**Selected text**
Reasonable steps shall be taken to insure that such Notices are not
altered, defaced, or covered by any other materials.
(d) Pursuant to section 2423.30 of the Authority's Rules and
Regulations, notify the Regional Director, Region VIII, Federal Labor
Relations Authority, 350 South Figueroa Street, 10th Floor, Los Angeles,
California 90071, in writing, within 30 days from the date of this
Order, as to what steps have been taken to comply herewith.
Issued, Washington, D.C., January 20, 1987.
/s/ Henry B. Frazier III, Member
/s/ Jean McKee, Member
FEDERAL LABOR RELATIONS AUTHORITY
Dissenting Opinion of Chairman Calhoun
In disagreement with my colleagues, I conclude in the circumstances
of this case that the Respondent provided the Union with adequate notice
of its intent to implement changes in employment suitability checks.
The Union received two weeks notice of the intent to implement and the
Respondent stated orally and in writing that it was available to
negotiate during that two-week period. Further, the Respondent offered
to negotiate with the Union after implementation and apply an agreement
reached retroactively. Finally, in my view, the subject matter involved
was not so complex as to require more than two weeks' notice. See, for
example, Department of the Army, 12 FLRA 216 (1983) (approximately two
weeks' notice of an intent to implement a paid parking program was
sufficient to provide the union with a reasonable opportunity to
negotiate). Because I conclude that the notice was adequate and I find
no evidence of any bad faith on the part of the Respondent, I would
dismiss the complaint.
Issued, Washington, D.C., January 20, 1987.
/s/ Jerry L. Clahoun, Chairman
NOTICE TO ALL EMPLOYEES PURSUANT TO A DECISION AND ORDER OF
THE FEDERAL
LABOR RELATIONS AUTHORITY AND IN ORDER TO EFFECTUATE THE
POLICIES OF
CHAPTER 71 OF TITLE 5 OF THE UNITED STATES CODE
FEDERAL SERVICE LABOR-MANAGEMENT RELATIONS
WE HEREBY NOTIFY OUR EMPLOYEES THAT:
WE WILL NOT institute National Agency and Local Agency checks on
employees represented exclusively by the American Federation of
Government Employees, Interdepartmental Local 3854, AFL-CIO, without
providing the exclusive representative reasonable opportunity to
complete bargaining concerning the procedures to be observed in
implementing the checks and appropriate arrangements for any employee
adversely affected by conducting such checks.

**Record set**
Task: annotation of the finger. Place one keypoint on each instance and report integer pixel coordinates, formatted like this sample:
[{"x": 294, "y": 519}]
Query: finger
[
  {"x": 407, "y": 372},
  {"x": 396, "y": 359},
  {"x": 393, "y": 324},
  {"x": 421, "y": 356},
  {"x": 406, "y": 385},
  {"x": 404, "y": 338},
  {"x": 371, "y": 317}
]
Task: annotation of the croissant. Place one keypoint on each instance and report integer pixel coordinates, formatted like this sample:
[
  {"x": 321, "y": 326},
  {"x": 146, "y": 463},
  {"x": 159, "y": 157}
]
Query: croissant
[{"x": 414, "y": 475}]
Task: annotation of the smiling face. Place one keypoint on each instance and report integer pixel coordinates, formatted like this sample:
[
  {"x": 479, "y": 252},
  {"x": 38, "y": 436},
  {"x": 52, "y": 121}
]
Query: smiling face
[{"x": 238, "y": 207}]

**Prompt**
Continue the Federal Labor Relations Authority decision from its last sentence.

**The reply**
WE WILL NOT in any like or related manner interfere with, restrain,
or coerce employees in the exercise of their rights assured by the
Statute.
WE WILL provide the American Federation of Government Employees,
Interdepartmental Local 3854, AFL-CIO, with a reasonable opportunity to
complete bargaining concerning appropriate arrangements for any employee
adversely affected by the National Agency and Local Agency employee
checks already implemented.
WE WILL provide the American Federation of Government Employees,
Interdepartmental Local 3854, AFL-CIO, with a reasonable opportunity to
complete bargaining concerning the procedures to be observed in
implementing any future National Agency and Local Agency employee checks
and appropriate arrangements for any employee adversely affected by
conducting such checks.
(Activity)
Dated: . . . By: (Signature)
(Title)
This Notice must remain posted for 60 consecutive days from the date
of posting, and must not be altered, defaced, or covered by any other
material.
If employees have any questions concerning this Notice or compliance
with its provisions, they may communicate directly with the Regional
Director, Region VIII, whose address is: 350 South Figueroa Street,
10th Floor, Los Angeles, California, 90071 and whose telephone number is
(213) 894-3805.
-------------------- ALJ$ DECISION FOLLOWS --------------------
Case No. 8-CA-50132
22 COMBAT SUPPORT GROUP
(SAC), MARCH AIR FORCE
BASE, CALIFORNIA
Respondent
and
AMERICAN FEDERATION OF
GOVERNMENT EMPLOYEES,
INTERDEPARTMENTAL LOCAL
3854, AFL-CIO
Charging Party
Lt. Col. Wade B. Morrison
For the Respondent
Jonathan S. Levine, Esq.
For the General Counsel
Before: SALVATORE J. ARRIGO
Administrative Law Judge
DECISION
Statement of the Case
This case arose under the Federal Service Labor-Management Relations
Statute, Chapter 71 of Title 5 of the U.S. Code, 5 U.S.C. Section 7101,
et seq.
Upon an unfair labor practice charge filed by the American Federation
of Government Employees, Interdepartmental Local Combat Support Group
(SAC), March Air Force Base, California (herein sometimes referred to as
Respondent), the General Counsel of the Authority, by the Regional
Director for Region VIII, issued a Complaint and Notice of Hearing
alleging Respondent violated section 7116(a)(1) and (5) of the Statute
by unilaterally changing working conditions of bargaining unit employees
by implementing employment suitability checks without completing
bargaining with the Union concerning the implementation of the change
and its impact on unit employees.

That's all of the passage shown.